Selected text.
==========

The offensive began on 14 January 1945, in conditions of poor visibility. 3rd Army crushed the resistance of the German units facing it, breaking through to a depth of 5 km on a 10 km front and creating the conditions for the 49th Army to follow. On 16 January the 49th continued attacking along its left flank but ran into stubborn enemy resistance and gained only 2 – 3 km during the day. Combat continued through the night and on the next day the 121st Corps, supported by artillery and aviation, advanced another 4 – 5 km and reached a line from 12 km north of Rozan to 14 km northwest of the same point. On 18 January, the last day of the first phase of the offensive, the units of 49th Army continued to attack along the west bank of the Narew. On 25 January General Kustov was seriously wounded and was replaced in command by Col. Aleksei Dmitrievich Gorichev, who would remain in this post for the duration of the war.

By 10 February, 121st and 70th Corps relieved the forces of 70th Army on the left bank of the Vistula River along the line Kulm - Grodek - Sierosław - Lniano in preparation for the offensive into eastern Pomerania. On 19 February the 49th Army was ordered to continue its attack in the direction of Sominy and Bytów, with the task of capturing the line Sominy - Kloden - the Liaskasee by the end of 24 February. This advance brought the Army's forces to the approaches to Gdańsk, and during the fourth stage of the offensive, from 14 to 30 March, the 49th was one of the armies that cleared and occupied the city.

==Berlin Offensive==
At the start of the Berlin Strategic Offensive the rifle divisions of 2nd Belorussian Front varied in strength from 3,600 to 4,800 personnel each. 49th Army deployed on a 16 km front on the Oder River from Kranzfelde to Nipperwiese. The 121st Corps had the 380th and 42nd Rifle Divisions in the first echelon and the 199th in the second. During 18–19 April the Front launched intensive reconnaissance efforts in preparation for the crossings, including the elimination of German advance parties in the lowlands between the East and West Oder. The division's forces took part in this task and by the end of 19 April had reached the eastern bank of the West Oder. On 23 April the 49th Army tried to force the West Oder, but was hindered by German fire. In the Army's zone three ferry crossings, a 50-ton and a 16-ton bridge were in operation. During the day two regiments of the 380th and five battalions of the 199th were crossed. On 25 April the 49th Army exploited the greater success of the 65th and 70th Armies in their crossing operations and passed its remaining forces to the west bank along the Harz sector using the 70th Army's ferries. Attacking to the southwest and having beaten off five German counterattacks the Army advanced 5–6 km in the day's fighting, and by the evening the 121st Corps had reached the line Pinnow - Hohenfelde. Throughout April 29–30 49th Army attacked to the west, beginning in the Neustrelitz area, and on 3 May its forward detachments established contact with British Second Army advance units in the Grabow area.

Between 29 July 1944 and 14 April 1945 Cpl. Timofei Nikolaievich Sirotkin of the 945th Artillery Regiment was awarded the Order of the Red Star five times, more than any other NCO or enlisted man during the war. He also received the medal "For Courage" twice. The division's men and women ended the war as the 380th Rifle, Oryol, Order of the Red Banner, Order of Suvorov Division (Russian: 380-я стрелковая Орловская Краснознамённая орденов Суворова дивизия). However, on 17 May the division was further honored with the award of the Order of Kutuzov, 2nd Degree, for its role in the liberation of Gdańsk. According to STAVKA Order No. 11095 of 29 May 1945, part 6, the 380th is listed as one of the rifle divisions to be "disbanded in place". It was disbanded in accordance with the directive in July 1945.

==========

Work instructions.
a) In the division history, who took command after General Kustov was seriously wounded on 25 January?
b) Repeat word for word the part of the division history that begins at the words "Between 29 July" and stops after "in July 1945.".
The rows after this are not needed for any of the tasks.

==========

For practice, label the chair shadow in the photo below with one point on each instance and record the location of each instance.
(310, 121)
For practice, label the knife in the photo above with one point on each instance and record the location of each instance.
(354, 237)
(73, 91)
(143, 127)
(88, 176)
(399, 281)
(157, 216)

==========

Answer section.
a) Col. Aleksei Dmitrievich Gorichev

b)
Between 29 July 1944 and 14 April 1945 Cpl. Timofei Nikolaievich Sirotkin of the 945th Artillery Regiment was awarded the Order of the Red Star five times, more than any other NCO or enlisted man during the war. He also received the medal "For Courage" twice. The division's men and women ended the war as the 380th Rifle, Oryol, Order of the Red Banner, Order of Suvorov Division (Russian: 380-я стрелковая Орловская Краснознамённая орденов Суворова дивизия). However, on 17 May the division was further honored with the award of the Order of Kutuzov, 2nd Degree, for its role in the liberation of Gdańsk. According to STAVKA Order No. 11095 of 29 May 1945, part 6, the 380th is listed as one of the rifle divisions to be "disbanded in place". It was disbanded in accordance with the directive in July 1945.